### Exercise aim
Which lines in the entries contain the word “curled”? Copy each of those lines out in full.
== Entries supplied ==
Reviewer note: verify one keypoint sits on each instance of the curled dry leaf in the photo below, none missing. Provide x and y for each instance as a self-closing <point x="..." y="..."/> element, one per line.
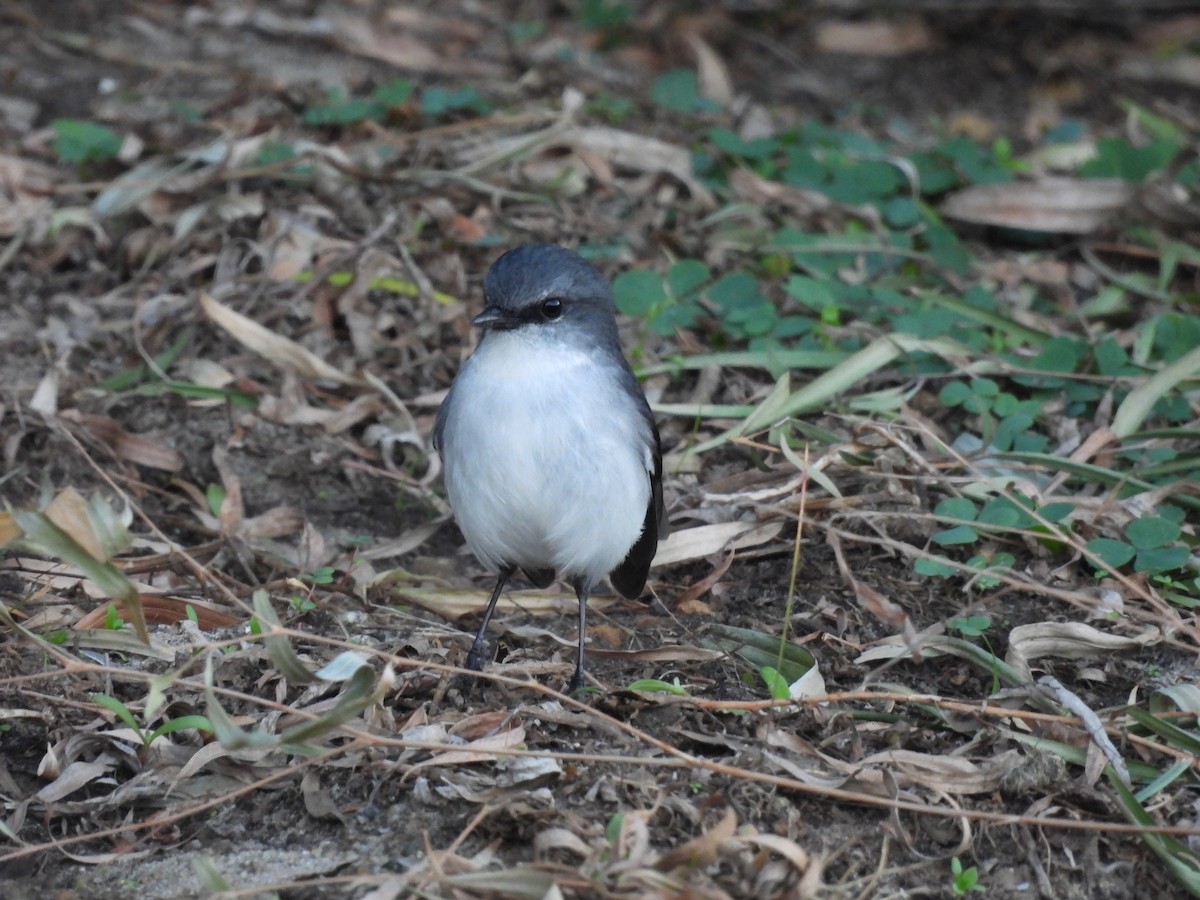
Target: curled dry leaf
<point x="712" y="73"/>
<point x="273" y="347"/>
<point x="1067" y="640"/>
<point x="1055" y="205"/>
<point x="124" y="445"/>
<point x="703" y="541"/>
<point x="702" y="850"/>
<point x="875" y="37"/>
<point x="455" y="604"/>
===
### Response
Reviewer note: verify one keypoint sits on each instance of the curled dry leaf in the photo below, none missing. Provide x and y for each instance as a self-closing <point x="..." y="..."/> element, one per line.
Target: curled dry leaf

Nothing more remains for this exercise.